Dan Martin Yahoo News 24 Jul 09;

BEIJING (AFP) – UN chief Ban Ki-moon called on China Friday to exercise greater leadership in world efforts to curb climate change, saying a new global framework deal cannot be reached this year without Beijing.

"Without China there can be no success this year on a new global climate framework deal," Ban said during a speech to launch a programme promoting environmentally friendly lighting in China.

"But with China there is an enormous potential for the world to seal a deal in Copenhagen."

Ban will oversee a UN summit in the Danish capital in December aimed at hammering out a new climate change pact to cut the greenhouse gas emissions that are blamed for global warming.

While Ban stopped short of explicitly urging China to commit to new emissions curbs, he called on Beijing to seize the initiative.

"Strong signals from China on mitigation actions announced before Copenhagen will help push the negotiating process forward. They can also direct responsibility to other key countries to do more," he said.

China and other developing nations are opposed to any compulsory cuts in their emissions, saying the responsibility for solving the problem rests with the developed countries that have polluted for so long.

But Ban noted that China was a top world emitter of greenhouse gases and said Beijing should play a leadership role on climate change commensurate with its rising global status.

"With global power comes global responsibility," Ban said.

Ban noted that China had made "enormous" progress on promoting the use of green energy sources such as solar and wind power and urged further efforts to limit the country's reliance on the use of heavily polluting coal.

----

TASK
Duplicate the news report on Ban Ki-moon's call for Chinese climate leadership word for word.

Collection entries

----

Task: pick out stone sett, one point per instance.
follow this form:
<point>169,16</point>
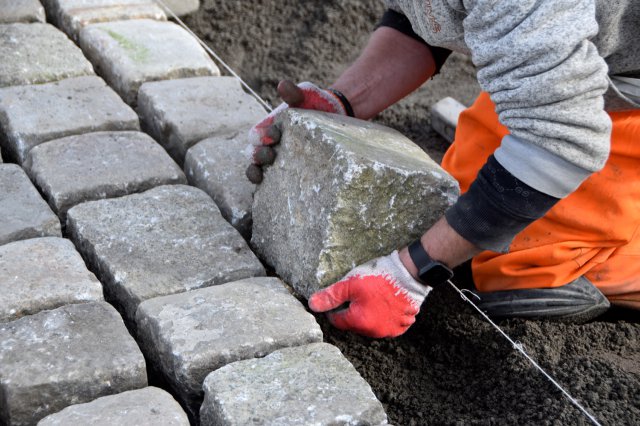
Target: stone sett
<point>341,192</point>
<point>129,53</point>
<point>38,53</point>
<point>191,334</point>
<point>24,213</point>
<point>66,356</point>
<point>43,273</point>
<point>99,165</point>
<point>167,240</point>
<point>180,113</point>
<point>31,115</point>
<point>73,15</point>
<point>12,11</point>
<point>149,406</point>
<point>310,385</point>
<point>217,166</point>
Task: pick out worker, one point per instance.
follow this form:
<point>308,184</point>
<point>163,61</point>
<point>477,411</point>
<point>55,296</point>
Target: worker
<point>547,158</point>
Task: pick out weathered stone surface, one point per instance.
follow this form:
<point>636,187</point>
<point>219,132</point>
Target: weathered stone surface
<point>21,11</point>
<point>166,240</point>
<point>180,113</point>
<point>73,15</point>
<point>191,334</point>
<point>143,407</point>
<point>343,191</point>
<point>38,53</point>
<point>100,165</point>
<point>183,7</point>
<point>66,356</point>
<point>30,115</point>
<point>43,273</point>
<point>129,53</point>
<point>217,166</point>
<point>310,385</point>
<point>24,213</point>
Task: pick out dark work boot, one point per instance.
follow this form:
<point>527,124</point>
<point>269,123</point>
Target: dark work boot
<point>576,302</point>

----

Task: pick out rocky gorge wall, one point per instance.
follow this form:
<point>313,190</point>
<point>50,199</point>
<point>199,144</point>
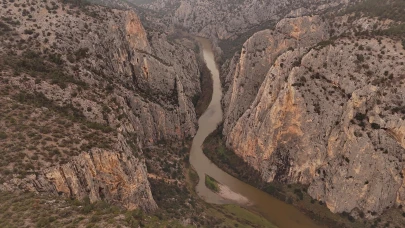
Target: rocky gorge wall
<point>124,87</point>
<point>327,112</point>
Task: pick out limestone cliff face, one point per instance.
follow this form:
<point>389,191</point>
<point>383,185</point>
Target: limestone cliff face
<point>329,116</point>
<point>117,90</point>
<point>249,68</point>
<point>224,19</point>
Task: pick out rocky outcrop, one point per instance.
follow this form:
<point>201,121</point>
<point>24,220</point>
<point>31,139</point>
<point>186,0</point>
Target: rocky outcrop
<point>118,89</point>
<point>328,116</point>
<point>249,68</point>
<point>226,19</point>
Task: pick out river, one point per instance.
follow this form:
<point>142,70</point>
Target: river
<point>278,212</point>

----

ANSWER BOX
Dan Martin Yahoo News 24 Jul 09;

BEIJING (AFP) – UN chief Ban Ki-moon called on China Friday to exercise greater leadership in world efforts to curb climate change, saying a new global framework deal cannot be reached this year without Beijing.

"Without China there can be no success this year on a new global climate framework deal," Ban said during a speech to launch a programme promoting environmentally friendly lighting in China.

"But with China there is an enormous potential for the world to seal a deal in Copenhagen."

Ban will oversee a UN summit in the Danish capital in December aimed at hammering out a new climate change pact to cut the greenhouse gas emissions that are blamed for global warming.

While Ban stopped short of explicitly urging China to commit to new emissions curbs, he called on Beijing to seize the initiative.

"Strong signals from China on mitigation actions announced before Copenhagen will help push the negotiating process forward. They can also direct responsibility to other key countries to do more," he said.

China and other developing nations are opposed to any compulsory cuts in their emissions, saying the responsibility for solving the problem rests with the developed countries that have polluted for so long.

But Ban noted that China was a top world emitter of greenhouse gases and said Beijing should play a leadership role on climate change commensurate with its rising global status.

"With global power comes global responsibility," Ban said.

Ban noted that China had made "enormous" progress on promoting the use of green energy sources such as solar and wind power and urged further efforts to limit the country's reliance on the use of heavily polluting coal.